For many years industry in Bishophill was dominated by the firm Thomas Cooke Instruments. This firm had a worldwide reputation for his large telescopes and founded the Buckingham Works in Bishophill in 1855. This became several three-storey buildings, stretching up as far as Albion St by the 20c, with a huge demand for rangefinders and gunsights for the Boer War. They tried a number of new inventions, such as a steam carriage in 1868 which they entered for the Yorkshire Show, and a pneumatic despatch tube, installed in telegraph offices throughout the country. The company also trialled car production.
During WW1, the company expanded to the corner of Trinity Lane and later to the site of the York Female Penitentiary in Bishophill Senior, moving their foundry to Kyme St. Vickers then acquired a majority holding and they bought the assets of Troughton & Simms in 1922, centralising the production of optical instruments on York, but the company failed.
As WW2 neared, the company re-equipped Cooke’s no 2 factory, which had been built in 1915. Work at no 1 factory ceased in 1939 and the site was sold to the Electricity Board in 1948. A new factory was built in Haxby Road.
There was a press report of attempts to poison the Cooke family in 1861, by a daughter-in-law, but she was acquitted due to lack of evidence. Thomas Cooke, a self-made man, died at 61, in 1868. Some of his world-leading telescopes can be seen at the Museum Gardens observatory, Bootham School Observatory and Greenwich Observatory. He also made the clock in Coney St, on St Martin’s Church.
See Borthwick Archive. T. Cooke and Sons Archive 1783-1929 and related archive collections.

TASK INPUT:
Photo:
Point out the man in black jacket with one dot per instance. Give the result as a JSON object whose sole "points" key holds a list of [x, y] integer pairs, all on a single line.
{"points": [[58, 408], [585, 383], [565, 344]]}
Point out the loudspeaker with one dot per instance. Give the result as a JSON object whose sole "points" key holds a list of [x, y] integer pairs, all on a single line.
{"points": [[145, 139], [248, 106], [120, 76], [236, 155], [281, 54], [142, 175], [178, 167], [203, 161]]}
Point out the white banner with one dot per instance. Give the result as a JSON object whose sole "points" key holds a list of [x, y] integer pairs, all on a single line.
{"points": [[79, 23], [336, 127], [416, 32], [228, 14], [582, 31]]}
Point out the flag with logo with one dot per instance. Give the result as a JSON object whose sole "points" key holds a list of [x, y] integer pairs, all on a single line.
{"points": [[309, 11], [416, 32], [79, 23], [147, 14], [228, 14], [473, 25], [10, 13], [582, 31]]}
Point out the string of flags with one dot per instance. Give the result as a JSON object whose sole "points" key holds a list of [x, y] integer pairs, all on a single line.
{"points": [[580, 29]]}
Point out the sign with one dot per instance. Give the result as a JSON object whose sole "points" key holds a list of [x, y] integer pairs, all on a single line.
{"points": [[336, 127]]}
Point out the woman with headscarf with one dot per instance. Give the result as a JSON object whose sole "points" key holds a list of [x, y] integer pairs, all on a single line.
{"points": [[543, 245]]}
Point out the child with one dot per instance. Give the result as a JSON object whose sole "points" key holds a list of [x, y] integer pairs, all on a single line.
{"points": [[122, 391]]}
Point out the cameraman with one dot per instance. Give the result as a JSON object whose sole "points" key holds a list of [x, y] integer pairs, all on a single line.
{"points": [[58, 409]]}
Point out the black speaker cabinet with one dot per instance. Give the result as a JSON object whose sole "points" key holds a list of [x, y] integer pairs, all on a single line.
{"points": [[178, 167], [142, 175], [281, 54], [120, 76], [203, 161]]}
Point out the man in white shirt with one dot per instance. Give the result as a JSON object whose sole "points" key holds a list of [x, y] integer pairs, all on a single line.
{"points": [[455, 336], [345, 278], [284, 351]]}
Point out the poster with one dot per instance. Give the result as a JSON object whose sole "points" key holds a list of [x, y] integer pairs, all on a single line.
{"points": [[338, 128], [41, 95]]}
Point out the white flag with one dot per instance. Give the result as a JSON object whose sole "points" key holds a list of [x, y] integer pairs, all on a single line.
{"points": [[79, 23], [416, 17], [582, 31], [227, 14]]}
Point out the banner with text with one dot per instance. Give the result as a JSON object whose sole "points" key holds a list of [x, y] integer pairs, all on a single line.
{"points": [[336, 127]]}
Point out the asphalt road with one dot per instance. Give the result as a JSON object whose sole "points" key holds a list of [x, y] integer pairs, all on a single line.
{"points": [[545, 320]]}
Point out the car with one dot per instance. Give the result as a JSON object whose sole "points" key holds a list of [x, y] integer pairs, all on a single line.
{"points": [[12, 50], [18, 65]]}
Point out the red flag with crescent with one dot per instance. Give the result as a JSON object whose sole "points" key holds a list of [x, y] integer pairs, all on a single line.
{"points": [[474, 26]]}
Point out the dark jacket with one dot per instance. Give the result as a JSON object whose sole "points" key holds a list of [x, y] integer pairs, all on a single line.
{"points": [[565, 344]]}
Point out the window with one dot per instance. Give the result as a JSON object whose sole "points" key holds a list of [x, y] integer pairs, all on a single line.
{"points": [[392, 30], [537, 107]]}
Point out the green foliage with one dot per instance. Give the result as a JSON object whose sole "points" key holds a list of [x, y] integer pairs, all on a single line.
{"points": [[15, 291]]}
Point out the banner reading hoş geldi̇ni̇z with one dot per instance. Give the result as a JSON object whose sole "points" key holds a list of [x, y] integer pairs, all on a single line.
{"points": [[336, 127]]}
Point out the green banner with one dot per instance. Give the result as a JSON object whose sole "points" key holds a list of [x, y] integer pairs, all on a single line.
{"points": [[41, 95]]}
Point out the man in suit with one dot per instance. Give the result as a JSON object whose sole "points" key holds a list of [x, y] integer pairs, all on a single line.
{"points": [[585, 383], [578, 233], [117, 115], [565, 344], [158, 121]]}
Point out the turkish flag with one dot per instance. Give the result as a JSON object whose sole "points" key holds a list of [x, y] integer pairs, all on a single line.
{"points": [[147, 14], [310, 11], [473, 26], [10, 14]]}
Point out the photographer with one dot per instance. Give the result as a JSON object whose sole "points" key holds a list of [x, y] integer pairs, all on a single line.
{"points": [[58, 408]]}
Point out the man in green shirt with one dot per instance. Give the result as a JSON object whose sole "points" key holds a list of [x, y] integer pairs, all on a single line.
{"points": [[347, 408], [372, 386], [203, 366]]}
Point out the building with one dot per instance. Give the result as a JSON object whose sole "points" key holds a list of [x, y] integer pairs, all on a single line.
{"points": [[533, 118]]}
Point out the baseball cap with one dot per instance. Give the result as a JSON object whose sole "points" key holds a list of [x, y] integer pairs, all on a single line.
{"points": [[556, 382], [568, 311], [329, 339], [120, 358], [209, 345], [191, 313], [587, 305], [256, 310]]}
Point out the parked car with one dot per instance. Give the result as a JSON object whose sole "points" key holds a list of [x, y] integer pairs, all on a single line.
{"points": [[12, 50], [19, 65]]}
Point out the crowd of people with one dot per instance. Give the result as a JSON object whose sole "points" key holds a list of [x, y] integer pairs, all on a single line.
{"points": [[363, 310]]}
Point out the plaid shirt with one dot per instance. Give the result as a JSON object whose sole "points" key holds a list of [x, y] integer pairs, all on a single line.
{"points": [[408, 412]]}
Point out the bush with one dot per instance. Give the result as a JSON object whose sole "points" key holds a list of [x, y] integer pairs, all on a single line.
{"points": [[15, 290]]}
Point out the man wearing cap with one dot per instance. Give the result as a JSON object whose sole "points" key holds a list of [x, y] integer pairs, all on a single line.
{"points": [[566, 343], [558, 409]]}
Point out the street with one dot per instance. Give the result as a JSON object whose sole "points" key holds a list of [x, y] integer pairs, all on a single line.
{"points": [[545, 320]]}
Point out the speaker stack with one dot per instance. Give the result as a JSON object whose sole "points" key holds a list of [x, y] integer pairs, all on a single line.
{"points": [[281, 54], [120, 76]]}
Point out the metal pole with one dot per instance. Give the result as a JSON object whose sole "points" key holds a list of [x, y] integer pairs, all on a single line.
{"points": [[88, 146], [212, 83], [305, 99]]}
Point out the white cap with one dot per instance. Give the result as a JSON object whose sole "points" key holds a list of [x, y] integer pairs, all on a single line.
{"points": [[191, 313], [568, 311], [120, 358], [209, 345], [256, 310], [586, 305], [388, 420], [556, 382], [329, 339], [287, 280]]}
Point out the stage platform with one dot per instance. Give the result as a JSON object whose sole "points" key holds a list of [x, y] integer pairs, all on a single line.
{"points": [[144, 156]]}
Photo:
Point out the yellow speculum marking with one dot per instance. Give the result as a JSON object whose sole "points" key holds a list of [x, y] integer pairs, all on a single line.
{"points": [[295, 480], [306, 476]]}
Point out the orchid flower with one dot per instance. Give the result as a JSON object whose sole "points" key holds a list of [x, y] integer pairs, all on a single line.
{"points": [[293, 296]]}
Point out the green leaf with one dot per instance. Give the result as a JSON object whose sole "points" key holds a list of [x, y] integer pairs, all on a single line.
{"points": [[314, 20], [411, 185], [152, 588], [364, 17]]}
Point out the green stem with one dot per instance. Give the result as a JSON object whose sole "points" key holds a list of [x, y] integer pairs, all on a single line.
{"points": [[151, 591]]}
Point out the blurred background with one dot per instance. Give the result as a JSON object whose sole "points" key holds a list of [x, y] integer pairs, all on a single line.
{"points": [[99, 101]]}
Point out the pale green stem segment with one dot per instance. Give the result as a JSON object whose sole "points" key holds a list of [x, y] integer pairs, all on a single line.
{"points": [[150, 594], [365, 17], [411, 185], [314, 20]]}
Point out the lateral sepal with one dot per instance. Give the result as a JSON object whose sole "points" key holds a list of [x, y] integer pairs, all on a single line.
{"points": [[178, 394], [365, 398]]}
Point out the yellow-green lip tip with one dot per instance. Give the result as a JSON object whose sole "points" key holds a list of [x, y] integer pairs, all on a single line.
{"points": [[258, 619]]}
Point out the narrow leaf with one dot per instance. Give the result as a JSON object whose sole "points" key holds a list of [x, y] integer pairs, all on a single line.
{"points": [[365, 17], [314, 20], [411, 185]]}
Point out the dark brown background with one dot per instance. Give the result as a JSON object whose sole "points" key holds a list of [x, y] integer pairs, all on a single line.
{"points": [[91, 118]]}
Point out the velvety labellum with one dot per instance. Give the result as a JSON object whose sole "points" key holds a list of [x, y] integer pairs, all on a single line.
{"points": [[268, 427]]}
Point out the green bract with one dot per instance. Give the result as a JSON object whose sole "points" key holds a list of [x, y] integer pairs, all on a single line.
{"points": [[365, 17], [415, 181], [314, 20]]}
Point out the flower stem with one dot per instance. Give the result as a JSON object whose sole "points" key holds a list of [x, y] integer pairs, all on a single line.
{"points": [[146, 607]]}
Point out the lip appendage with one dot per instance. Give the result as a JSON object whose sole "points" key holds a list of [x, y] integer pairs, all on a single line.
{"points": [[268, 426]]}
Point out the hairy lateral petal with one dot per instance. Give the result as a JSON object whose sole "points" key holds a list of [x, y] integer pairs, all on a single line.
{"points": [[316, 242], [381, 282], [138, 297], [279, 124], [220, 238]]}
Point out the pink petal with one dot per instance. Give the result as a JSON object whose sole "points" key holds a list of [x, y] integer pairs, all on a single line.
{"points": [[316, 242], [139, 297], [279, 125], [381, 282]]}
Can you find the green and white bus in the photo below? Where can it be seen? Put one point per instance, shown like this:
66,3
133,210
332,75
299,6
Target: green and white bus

CHALLENGES:
1. Name every street or road mentioned in the text about Thomas Cooke Instruments.
2. Find each line of the records that contains the word "flower" and copy it. Matching is case-sensitive.

TASK RESPONSES:
1.
- Albion St
- Trinity Lane
- Kyme St
- Haxby Road
- Coney St

2.
Point out the orchid flower with one dot per instance. Give the result as a JSON object whose sole "points" key holds a list of [x, y] integer pairs, all on a single line.
Point out the flower stem with one dot per instance. Give the result as a JSON object whose sole "points" key holds a list of [x, y] integer pairs, all on a single line.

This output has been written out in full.